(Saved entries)
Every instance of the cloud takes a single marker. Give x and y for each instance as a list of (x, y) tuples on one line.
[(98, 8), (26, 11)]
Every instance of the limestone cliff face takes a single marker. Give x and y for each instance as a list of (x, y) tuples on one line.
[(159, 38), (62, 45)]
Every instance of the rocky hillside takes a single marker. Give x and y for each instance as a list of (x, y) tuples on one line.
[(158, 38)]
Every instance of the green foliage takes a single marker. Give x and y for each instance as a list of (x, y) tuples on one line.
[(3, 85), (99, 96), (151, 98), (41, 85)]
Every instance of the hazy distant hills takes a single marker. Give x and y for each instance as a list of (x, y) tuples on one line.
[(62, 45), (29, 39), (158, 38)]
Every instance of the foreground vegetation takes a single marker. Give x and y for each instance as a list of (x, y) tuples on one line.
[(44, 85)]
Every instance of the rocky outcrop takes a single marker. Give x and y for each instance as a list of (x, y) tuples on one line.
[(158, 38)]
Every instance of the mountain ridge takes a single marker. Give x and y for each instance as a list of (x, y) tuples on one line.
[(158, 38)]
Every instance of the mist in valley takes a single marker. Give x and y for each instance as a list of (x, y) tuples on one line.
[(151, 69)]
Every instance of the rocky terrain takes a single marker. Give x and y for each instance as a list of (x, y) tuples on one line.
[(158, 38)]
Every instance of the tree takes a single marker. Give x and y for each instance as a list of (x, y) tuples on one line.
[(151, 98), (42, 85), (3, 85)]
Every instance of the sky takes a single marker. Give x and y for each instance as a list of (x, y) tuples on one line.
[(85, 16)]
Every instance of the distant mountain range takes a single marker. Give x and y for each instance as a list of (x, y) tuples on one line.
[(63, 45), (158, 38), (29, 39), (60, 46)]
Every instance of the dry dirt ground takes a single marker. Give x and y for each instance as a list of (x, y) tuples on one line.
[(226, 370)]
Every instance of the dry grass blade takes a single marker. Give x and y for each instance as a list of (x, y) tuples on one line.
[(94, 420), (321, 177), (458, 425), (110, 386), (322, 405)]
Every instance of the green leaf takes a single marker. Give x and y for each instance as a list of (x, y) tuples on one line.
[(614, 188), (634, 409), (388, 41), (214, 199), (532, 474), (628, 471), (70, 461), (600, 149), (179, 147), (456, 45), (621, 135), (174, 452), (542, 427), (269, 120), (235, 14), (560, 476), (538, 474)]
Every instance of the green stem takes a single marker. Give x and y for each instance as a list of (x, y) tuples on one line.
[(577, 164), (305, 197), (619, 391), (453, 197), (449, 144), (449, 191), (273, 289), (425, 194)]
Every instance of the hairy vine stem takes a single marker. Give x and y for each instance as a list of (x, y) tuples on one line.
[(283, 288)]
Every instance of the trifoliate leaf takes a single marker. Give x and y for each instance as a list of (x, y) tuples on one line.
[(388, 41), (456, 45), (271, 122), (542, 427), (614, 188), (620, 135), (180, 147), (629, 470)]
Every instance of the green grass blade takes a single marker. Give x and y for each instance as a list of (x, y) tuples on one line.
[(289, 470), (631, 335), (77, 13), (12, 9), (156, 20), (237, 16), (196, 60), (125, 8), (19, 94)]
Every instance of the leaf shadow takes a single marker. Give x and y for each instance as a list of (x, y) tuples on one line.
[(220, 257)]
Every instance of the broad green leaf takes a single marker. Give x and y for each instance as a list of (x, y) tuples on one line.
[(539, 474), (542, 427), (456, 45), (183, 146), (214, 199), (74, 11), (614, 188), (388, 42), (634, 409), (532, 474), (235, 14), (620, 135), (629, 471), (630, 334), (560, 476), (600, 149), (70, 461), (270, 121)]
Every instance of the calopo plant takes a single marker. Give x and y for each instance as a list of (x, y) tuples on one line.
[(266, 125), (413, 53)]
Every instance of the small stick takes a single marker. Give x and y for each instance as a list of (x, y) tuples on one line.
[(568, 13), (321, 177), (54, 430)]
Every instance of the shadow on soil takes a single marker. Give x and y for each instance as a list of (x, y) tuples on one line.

Instructions to follow.
Write the data out once more, exactly as it was given.

Written reply.
Every instance of the cloud takes a single marker. Give x and y for each instance as a list of (x, y) tuples on one line.
[(98, 8), (26, 11)]
Every instance of the limestone cliff face takes a single marker. Give x and y for each instance as a list of (x, y) tuples on one line.
[(159, 38), (62, 45)]
Every instance of the rocky hillside takes a single marker. Give x and y for each instance as a list of (x, y) tuples on one line.
[(158, 38)]
Every instance of the green foliage takes a single marker. Give x and y for each instance as a list of (x, y) tuples on one line.
[(3, 85), (99, 96), (151, 98), (41, 85)]
Every instance of the hazy distant hills takes a single marker. Give x and y for each instance as a list of (x, y) tuples on one line.
[(62, 45), (29, 39), (158, 38)]
Every instance of the foreground vegetation takes a single marker. Give x and y for each instance as a list of (x, y) tuples on one line.
[(44, 85)]
Every instance of the rocky outcrop takes a single marker. Give x and y for each instance as a list of (x, y) tuples on one line.
[(158, 38)]
Every instance of the mountain ridge takes a single marker. Give x and y for each instance as a list of (x, y) tuples on one line.
[(158, 38)]
Every instance of the mist in valley takes a single marker. Give x and y for each instance as a list of (x, y) tuples on one line.
[(151, 69)]
Every instance of the rocky terrain takes a single marker. Give x and y for each instance as a list of (x, y) tuples on one line.
[(158, 38)]
Every instance of the tree takes a single marker. Give x and y for each instance as a list of (x, y) tuples on one line.
[(151, 98), (42, 85), (3, 85)]
Every instance of the sky takes a single marker. Give x and y for each instance as a list of (x, y) tuples on one line.
[(85, 16)]
Every instance of the distant mountain range takes a single marker. Give x and y for each instance as a list of (x, y) tuples on one line.
[(63, 45), (158, 38), (29, 39), (60, 46)]
Every instance of the dry dirt ground takes a single marker. Give x and y for each instance as a list of (x, y) tuples on one line.
[(226, 370)]
Every instance of the dry grass blade takes a single marker. Give x and y for each instance as a list of (x, y) tuples on one line.
[(94, 420), (321, 177), (458, 425), (110, 386), (322, 405)]
Every instance of the green leaf takes a single marker. Give x and y for each instance as a list of (x, y) tuples on one line.
[(614, 188), (634, 409), (388, 41), (214, 199), (532, 474), (628, 471), (70, 461), (600, 149), (179, 147), (456, 45), (621, 135), (174, 452), (542, 427), (269, 120), (235, 14), (560, 476), (538, 474)]
Every instance of the green stem takes a single marker. Give x and y for each instance as a list of (x, y) tuples on one line.
[(577, 164), (305, 197), (619, 391), (453, 197), (449, 144), (449, 191), (273, 289), (425, 194)]
Every instance of the hairy vine stem takes a single marker. Give x and y for each instance as a list of (x, y) tuples on one line.
[(283, 288)]
Every instance of the trifoliate leaf takes a single marker. Give x and y for each instance as a list of (x, y) tuples on one line.
[(388, 41), (456, 45), (271, 122), (542, 427), (614, 188), (620, 135), (180, 147), (629, 470)]
Every instance of the green grass blade takes a single marker. Give x and y for each instance as a list of (x, y) tuples on one line.
[(289, 470), (631, 335), (77, 13), (12, 9), (156, 20), (237, 16), (196, 60), (125, 8), (19, 94)]
Every instance of the leaf shadow takes a single marker. Give x and y for each instance as a list of (x, y) tuples on one line.
[(220, 257)]
Every instance of the broad green leaf takes a single marker. Give x and y for each instance as a list of (x, y) tuples on one line.
[(539, 474), (542, 427), (456, 45), (183, 146), (214, 199), (74, 11), (614, 188), (388, 42), (634, 409), (532, 474), (235, 14), (620, 135), (629, 471), (630, 334), (560, 476), (600, 149), (70, 461), (270, 121)]
Every instance of the calopo plant takes a single marker. Give x and y for each instance as a list of (x, y) tuples on one line.
[(266, 125), (413, 53)]
Every instance of the small stick takes a single marker. Give x and y for each instance as a list of (x, y) tuples on one line.
[(568, 13), (321, 177), (54, 430)]
Every instance of the shadow on soil takes a single marker. Give x and y for each instance as a list of (x, y) tuples on one line.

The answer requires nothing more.